The remaining animals (Branch B) were sacrificed 8 weeks after radiotherapy for histopathological evaluation.

Sampling and tests

In order to obtain blood from the animals, we placed them in a closed container containing Ether gas. Then, we entered the needle number 28 into the animal’s heart for direct ventricular blood sampling and 2 ml blood sample was taken. Samples of each rat were separately poured slowly (to prevent the hemolysis) within a test tube of gel. Then, these tubes were placed inside the centrifuge machine for 20 minutes at 1400 rpm. After this stage, “clot-activator gel” was separated from the blood serum. The gel kept chemical and biochemical components of the serum unchanged for a long time. Then, the serums were transferred to a micro-tube for measuring the TnI serum levels by Elisa method. The data obtained by ELISA reading (light absorption rate per well) were noted in the vertical axis of TnI standard curve. Then, they were extended until we reached the curve. The point was connected to the horizontal axis to achieve the TnI levels in ng/ml or μg/l unit (Figure 1).

Figure 1. The standard curve of Troponin I

Histopathological evaluation

The rats were anesthetized with ketamine and xylazine. After removal of the heart from the chest, the tissues were fixed with 10% neutral buffered formalin and then placed in paraffin. All parts of the heart were cut (5 µm), processed, and dyed with Hematoxylin and Eosin (H and E), Masson’s trichrome (MTC). All histopathological studies were performed at the unit of pathology, Faghihi teaching hospital, Shiraz, Iran. The light microscope (Olympus BX41TF, Japan) was used for blinded histopathological evaluation, using a semi-quantitative scoring system for the extent and severity of histological parameters. According to the three layers of the heart, the tissues were examined and different items were evaluated to describe the heart injury induced by radiation, including inflammation, pericardial effusion, thrombus, macrophage, myocyte necrosis, fibrosis of myocardium, fibrosis of endocardium, myocardial degeneration, epicardial thickness, vascular leakage, and plaque. The degree of tissue damage was scaled from G0 to G2: G0= no injury, G1= moderate and G2= severe.

-=-=-=-=-

Answer these questions from the methods text:
1. For how long and at what speed were the blood tubes centrifuged?
2. Which two stains were used on the heart sections?
3. What does the grade G1 mean on the tissue damage scale?

-=-=-=-=-

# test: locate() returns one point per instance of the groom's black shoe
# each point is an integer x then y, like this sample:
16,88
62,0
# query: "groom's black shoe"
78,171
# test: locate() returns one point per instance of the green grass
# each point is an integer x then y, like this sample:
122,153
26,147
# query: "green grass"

-=-=-=-=-

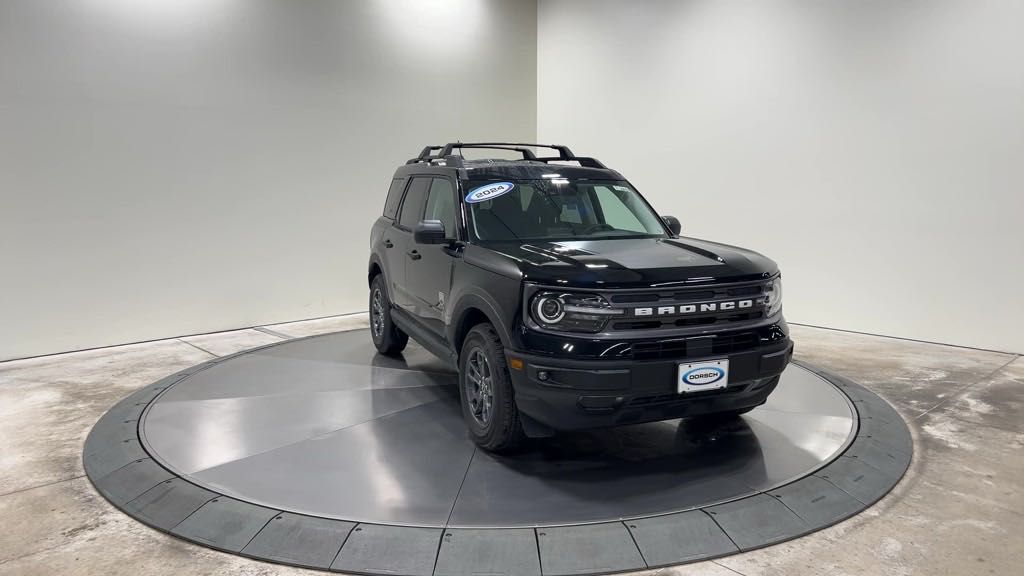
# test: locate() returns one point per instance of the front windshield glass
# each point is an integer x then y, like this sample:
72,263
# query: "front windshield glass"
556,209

-=-=-=-=-

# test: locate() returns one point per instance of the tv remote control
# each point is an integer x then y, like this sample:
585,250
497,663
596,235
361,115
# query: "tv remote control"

-=-=-=-=-

- [Written solution]:
1. 20 minutes at 1400 rpm.
2. Hematoxylin and Eosin (H and E) and Masson's trichrome (MTC).
3. Moderate injury.